Items from a data source:
┄┄┄┄┄┄┄┄┄┄┄┄┄┄┄┄┄┄┄┄
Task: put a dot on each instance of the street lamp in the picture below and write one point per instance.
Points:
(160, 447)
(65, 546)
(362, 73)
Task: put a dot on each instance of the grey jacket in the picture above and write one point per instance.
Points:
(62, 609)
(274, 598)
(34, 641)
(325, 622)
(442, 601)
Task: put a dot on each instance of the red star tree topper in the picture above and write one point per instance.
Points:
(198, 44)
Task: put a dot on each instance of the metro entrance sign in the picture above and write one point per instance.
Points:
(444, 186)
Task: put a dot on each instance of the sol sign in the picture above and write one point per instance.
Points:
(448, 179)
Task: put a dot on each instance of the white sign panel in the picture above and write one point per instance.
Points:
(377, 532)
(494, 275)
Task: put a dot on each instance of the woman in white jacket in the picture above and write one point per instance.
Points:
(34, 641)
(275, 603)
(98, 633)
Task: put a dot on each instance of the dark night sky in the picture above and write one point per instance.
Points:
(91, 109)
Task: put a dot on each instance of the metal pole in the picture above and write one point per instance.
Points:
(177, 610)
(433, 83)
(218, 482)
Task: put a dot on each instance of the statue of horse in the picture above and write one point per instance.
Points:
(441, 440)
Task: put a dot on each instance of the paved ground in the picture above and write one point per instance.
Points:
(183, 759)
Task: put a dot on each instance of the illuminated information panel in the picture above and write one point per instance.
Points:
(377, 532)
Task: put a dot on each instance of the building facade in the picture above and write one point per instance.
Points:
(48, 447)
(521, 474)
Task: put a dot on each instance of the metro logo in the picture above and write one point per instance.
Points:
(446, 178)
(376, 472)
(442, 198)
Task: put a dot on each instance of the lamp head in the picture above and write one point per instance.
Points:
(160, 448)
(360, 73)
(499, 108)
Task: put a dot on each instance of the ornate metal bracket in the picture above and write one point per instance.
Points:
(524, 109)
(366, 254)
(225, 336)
┄┄┄┄┄┄┄┄┄┄┄┄┄┄┄┄┄┄┄┄
### [Goal of the exercise]
Repeat the records above exactly, from the first line to the last.

### [Response for this exercise]
Task: put a dot on each instance of the street lamp in the picture below and write one point per instance.
Points:
(160, 447)
(65, 546)
(362, 73)
Task: put a dot on each instance of the grey jacket in the picture above and write one point per instance.
Points:
(62, 609)
(274, 598)
(34, 641)
(325, 622)
(442, 601)
Task: put a dot on each instance of the red star tree topper in the picture above and write one point per instance.
Points:
(198, 44)
Task: put a dot on each instance of the metro entrance sign in the picture above and write one point per instance.
Points:
(444, 186)
Task: put a dot on each instance of the sol sign in the picture above and write one point per instance.
Points:
(448, 179)
Task: put a dot on each instance of the white sign panel in the picture above and write one point per instance.
Points:
(377, 532)
(494, 275)
Task: put a dot on each instance of the woman in white jacket in the picture above and write one point per instance.
Points:
(34, 641)
(275, 603)
(98, 633)
Task: put a dot on each instance of the dark night sky in the picture above and write one point per instance.
Points:
(91, 109)
Task: put a dot on each instance of the metal pole in the picture above and write one point per instance.
Points:
(177, 610)
(433, 83)
(218, 482)
Task: put a dot on each instance of the statue of horse in the picture above and write one point per instance.
Points:
(441, 440)
Task: put a dot on each instance of the paved ground in the picture above and write one point per instance.
Points:
(183, 759)
Task: put a dot on each instance of the illuminated information panel in the picture above and write one point per instance.
Points:
(377, 532)
Task: put a dot on each instance of the building facade in the picture above and write one point per instance.
Points:
(48, 447)
(521, 474)
Task: put a dot on each instance of the metro logo in the picture above and write one point per instance.
Points:
(446, 178)
(376, 472)
(442, 198)
Task: put a dot on each instance of the lamp head in the picture above and write one point per instance.
Points:
(160, 448)
(360, 73)
(499, 108)
Task: put a dot on each instance of the ornate metal bracket in the picture above and write one point per instance.
Points:
(524, 109)
(366, 254)
(225, 336)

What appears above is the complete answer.